Il y a un mois, alors que la France entière se confinait, nous avions demandé à Valérie, Gaël et Jean-Pierre de partager leur ressenti sur la situation. À l’instar de bon nombre de français, les lendemains leur semblaient bien incertains. Un mois plus tard, nous avons à nouveau recueilli leurs mots. Aujourd’hui, l’espoir et la résilience se sont érigés en remparts contre la peur et l’appréhension des premiers temps.

À vous qui nous lisez, n’oubliez pas de soutenir encore et toujours les producteurs locaux qui font la grandeur de l’agriculture française.

Agriculteurs : ce qui ne nous tue pas nous rend plus fort

Valérie Mouton-Ferier – productrice de safran

valérie

« En ce qui me concerne, mon principal souci est la trésorerie. Mes produits se conservent, je ne risque donc pas de les perdre. Cependant, ils ne sont pas considérés comme des produits de première nécessité. Les ventes se font rares. Les événements prévus chez moi ou au niveau national ont tous été annulés. Quelques marchés hebdomadaires sont maintenus, mais ne sont pas vraiment adaptés à mon activité.

▸ Exercice 1:
Restituez mot pour mot le passage du texte sur les agriculteurs pendant le confinement qui commence par les mots « Valérie Mouton-Ferier – » et se termine par « à mon activité. ».
▸ Exercice 2:
Répondez brièvement à ces questions sur le texte consacré aux agriculteurs pendant le confinement :
(a) Que produit Valérie Mouton-Ferier ?
(b) Combien de temps après le début du confinement les mots de Valérie, Gaël et Jean-Pierre ont-ils été recueillis à nouveau ?
(c) Quel est le principal souci de Valérie Mouton-Ferier ?
▸ Exercice 3:
Écrivez la suite du témoignage sur les agriculteurs pendant le confinement, à partir de sa dernière phrase.

▸ Liste des données:

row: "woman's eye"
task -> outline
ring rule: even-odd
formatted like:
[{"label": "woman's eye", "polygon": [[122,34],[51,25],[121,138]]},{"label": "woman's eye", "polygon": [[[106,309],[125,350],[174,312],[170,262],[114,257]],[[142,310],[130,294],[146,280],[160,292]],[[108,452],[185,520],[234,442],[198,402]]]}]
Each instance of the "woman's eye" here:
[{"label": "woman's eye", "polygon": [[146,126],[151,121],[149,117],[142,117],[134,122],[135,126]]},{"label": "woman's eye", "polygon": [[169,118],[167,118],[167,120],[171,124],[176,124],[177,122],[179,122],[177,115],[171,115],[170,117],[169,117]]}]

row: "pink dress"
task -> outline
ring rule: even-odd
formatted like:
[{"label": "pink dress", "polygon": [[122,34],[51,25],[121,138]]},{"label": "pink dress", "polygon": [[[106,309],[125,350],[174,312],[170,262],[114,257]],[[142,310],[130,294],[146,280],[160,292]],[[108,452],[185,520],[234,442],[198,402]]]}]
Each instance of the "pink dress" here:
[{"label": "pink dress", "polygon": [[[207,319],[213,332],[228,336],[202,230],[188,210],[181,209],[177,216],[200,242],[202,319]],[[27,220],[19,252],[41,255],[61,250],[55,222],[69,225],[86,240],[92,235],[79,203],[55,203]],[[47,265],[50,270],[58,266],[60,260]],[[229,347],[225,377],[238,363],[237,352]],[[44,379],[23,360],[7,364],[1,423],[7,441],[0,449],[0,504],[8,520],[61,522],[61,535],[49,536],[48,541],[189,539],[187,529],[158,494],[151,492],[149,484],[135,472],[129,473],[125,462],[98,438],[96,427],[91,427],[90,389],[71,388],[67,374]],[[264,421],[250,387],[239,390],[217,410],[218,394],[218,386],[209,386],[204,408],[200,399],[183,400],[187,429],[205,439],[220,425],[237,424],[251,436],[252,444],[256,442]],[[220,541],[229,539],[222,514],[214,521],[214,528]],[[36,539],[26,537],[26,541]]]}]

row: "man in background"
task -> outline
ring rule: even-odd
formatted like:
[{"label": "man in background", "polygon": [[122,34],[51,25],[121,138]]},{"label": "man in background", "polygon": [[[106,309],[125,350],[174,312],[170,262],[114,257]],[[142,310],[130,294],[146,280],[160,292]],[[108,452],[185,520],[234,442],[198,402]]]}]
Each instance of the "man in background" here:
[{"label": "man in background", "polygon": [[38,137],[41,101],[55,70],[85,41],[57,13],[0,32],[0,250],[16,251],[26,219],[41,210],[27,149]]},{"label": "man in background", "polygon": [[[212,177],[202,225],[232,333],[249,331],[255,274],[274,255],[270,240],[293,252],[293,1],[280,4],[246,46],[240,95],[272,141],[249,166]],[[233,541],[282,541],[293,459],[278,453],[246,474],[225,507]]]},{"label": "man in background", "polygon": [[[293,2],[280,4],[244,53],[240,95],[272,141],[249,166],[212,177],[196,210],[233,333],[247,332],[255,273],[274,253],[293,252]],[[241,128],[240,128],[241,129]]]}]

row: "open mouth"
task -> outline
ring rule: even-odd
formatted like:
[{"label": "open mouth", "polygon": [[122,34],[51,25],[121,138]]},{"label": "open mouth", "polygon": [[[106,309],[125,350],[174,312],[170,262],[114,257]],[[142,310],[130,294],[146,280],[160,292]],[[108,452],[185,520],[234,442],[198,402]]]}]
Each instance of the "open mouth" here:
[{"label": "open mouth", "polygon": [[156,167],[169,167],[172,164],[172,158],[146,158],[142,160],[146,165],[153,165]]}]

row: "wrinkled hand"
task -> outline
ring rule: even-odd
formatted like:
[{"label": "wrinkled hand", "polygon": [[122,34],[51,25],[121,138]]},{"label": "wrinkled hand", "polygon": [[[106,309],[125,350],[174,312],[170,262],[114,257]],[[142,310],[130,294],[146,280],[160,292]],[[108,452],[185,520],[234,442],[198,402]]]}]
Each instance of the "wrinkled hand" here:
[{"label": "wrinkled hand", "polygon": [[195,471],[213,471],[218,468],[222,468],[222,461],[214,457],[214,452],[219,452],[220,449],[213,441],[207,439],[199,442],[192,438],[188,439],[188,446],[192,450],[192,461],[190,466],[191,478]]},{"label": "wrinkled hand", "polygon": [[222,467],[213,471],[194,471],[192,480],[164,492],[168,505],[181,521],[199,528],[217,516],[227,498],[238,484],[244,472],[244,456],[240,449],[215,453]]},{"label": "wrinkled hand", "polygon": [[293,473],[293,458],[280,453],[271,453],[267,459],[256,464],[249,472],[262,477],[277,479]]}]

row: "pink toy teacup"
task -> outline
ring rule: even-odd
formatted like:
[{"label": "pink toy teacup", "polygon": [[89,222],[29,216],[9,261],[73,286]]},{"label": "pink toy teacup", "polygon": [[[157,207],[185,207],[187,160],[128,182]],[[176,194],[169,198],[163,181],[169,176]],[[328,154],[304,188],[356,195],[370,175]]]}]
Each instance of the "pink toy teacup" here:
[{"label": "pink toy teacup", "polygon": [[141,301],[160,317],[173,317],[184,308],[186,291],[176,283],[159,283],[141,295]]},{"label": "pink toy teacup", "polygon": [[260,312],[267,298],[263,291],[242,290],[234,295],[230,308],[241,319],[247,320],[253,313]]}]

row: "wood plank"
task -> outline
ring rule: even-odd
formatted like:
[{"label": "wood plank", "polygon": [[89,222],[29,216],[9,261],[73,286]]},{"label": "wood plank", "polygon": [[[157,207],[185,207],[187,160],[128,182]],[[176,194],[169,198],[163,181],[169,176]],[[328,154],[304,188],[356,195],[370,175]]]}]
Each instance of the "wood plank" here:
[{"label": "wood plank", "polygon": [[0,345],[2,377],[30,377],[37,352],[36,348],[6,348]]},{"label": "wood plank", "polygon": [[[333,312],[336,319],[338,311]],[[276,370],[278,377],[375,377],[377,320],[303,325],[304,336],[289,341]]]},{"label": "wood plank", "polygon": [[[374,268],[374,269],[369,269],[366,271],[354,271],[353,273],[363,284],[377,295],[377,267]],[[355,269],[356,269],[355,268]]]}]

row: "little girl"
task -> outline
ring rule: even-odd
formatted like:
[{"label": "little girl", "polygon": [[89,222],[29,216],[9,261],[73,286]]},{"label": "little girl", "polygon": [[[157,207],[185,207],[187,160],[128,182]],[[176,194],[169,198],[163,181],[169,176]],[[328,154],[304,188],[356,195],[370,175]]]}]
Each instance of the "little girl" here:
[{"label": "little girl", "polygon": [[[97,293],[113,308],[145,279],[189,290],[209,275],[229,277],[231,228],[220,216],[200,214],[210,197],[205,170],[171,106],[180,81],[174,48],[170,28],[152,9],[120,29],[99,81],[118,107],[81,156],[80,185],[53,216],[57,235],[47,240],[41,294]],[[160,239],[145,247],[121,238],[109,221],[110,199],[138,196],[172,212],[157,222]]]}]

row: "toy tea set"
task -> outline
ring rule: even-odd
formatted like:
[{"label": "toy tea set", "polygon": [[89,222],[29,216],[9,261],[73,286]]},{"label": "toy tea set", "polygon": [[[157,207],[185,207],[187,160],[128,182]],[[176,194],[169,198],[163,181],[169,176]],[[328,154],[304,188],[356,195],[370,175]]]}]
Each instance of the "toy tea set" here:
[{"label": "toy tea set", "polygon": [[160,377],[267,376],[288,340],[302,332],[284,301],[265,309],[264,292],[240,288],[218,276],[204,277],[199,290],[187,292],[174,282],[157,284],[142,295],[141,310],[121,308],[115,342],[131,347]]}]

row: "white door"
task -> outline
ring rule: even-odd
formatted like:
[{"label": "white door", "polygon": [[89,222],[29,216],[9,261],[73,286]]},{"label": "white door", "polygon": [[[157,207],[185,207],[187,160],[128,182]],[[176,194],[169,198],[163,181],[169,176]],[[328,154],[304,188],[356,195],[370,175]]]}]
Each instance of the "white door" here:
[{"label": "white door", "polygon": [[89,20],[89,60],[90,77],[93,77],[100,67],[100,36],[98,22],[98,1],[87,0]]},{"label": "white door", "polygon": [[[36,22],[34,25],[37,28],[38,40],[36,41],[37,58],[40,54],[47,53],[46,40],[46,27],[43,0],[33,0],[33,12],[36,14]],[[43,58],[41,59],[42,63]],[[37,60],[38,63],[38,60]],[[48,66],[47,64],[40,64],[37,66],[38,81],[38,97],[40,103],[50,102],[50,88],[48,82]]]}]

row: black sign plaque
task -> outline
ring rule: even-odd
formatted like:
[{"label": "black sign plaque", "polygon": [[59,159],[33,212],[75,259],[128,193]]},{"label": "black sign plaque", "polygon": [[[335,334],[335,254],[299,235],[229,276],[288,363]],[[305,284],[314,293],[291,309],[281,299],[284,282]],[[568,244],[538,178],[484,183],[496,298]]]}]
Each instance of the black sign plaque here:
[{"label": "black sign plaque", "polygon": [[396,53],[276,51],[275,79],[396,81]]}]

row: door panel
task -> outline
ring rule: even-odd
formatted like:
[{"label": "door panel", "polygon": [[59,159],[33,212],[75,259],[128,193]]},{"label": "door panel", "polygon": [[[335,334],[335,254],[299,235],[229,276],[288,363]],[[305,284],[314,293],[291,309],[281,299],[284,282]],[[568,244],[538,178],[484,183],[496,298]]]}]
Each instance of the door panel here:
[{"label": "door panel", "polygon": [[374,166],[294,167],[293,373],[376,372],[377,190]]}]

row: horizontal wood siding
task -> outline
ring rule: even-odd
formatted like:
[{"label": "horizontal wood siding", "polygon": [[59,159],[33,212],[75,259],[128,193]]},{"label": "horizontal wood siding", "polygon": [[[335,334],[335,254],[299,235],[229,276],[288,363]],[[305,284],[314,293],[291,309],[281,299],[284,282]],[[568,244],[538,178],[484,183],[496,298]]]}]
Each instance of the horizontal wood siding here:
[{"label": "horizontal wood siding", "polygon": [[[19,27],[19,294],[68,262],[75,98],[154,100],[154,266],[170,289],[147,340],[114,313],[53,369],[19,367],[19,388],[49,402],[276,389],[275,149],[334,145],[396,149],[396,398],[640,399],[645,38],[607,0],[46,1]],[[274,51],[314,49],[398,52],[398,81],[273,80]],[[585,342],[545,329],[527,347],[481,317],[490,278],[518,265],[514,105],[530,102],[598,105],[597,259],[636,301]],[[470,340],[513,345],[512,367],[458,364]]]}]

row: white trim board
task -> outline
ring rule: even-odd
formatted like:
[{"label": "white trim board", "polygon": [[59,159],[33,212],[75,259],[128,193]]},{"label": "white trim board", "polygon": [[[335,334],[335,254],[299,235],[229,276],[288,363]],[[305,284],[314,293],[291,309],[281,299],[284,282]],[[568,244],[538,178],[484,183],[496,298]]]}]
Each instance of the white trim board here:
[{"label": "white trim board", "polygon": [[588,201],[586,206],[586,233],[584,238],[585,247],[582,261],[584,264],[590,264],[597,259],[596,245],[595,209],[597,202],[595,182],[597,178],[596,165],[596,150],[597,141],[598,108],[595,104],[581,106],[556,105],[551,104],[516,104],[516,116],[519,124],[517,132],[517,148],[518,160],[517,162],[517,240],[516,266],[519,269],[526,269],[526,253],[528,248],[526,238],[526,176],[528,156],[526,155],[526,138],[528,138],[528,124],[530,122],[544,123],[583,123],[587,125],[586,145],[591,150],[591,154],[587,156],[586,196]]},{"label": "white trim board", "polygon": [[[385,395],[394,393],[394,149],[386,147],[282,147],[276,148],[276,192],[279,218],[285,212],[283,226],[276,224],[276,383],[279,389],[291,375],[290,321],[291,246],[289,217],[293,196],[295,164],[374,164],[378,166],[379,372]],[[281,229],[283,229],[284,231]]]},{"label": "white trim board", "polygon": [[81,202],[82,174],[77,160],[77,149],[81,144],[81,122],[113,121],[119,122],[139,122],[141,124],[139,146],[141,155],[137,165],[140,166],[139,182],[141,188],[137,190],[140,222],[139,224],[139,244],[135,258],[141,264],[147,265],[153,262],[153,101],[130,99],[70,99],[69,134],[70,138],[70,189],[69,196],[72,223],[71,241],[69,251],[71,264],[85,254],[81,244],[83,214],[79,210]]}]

▸ Réponse écrite 1:
Valérie Mouton-Ferier – productrice de safran

valérie

« En ce qui me concerne, mon principal souci est la trésorerie. Mes produits se conservent, je ne risque donc pas de les perdre. Cependant, ils ne sont pas considérés comme des produits de première nécessité. Les ventes se font rares. Les événements prévus chez moi ou au niveau national ont tous été annulés. Quelques marchés hebdomadaires sont maintenus, mais ne sont pas vraiment adaptés à mon activité.

▸ Réponse écrite 2:
(a) Du safran.
(b) Un mois plus tard.
(c) La trésorerie.

▸ Réponse écrite 3:
Je me suis renseignée pour obtenir l’aide de l’État pour compenser la perte de chiffre d’affaires. Malheureusement, ma situation ne répond pas aux critères pour en bénéficier. Il faudrait que je me renseigne sur le prêt garanti par l’État.

Sans lien avec l’épidémie, j’ai l’opportunité de rejoindre un GAEC. Cela ne facilite pas les démarches, mais ça me rassure et me permet d’appréhender l’avenir avec plus de sérénité.

Ce qui m’aiderait, c’est que la mesure d’aide exceptionnelle prévue pour mars soit aussi valable pour avril. Je ne sais pas si ce sera le cas, mais ce mois-ci, la perte de chiffres d’affaires est assez conséquente pour me permettre d’en bénéficier. C’est aussi lors de la relance que nous aurons besoin de soutien.

Au tout début de la crise, j’avais fait un message pour informer les clients que l’activité perdurait. Cela avait déclenché quelques commandes, mais le mouvement s’est rapidement essoufflé. Ce n’est pas évident de faire ce genre de communication.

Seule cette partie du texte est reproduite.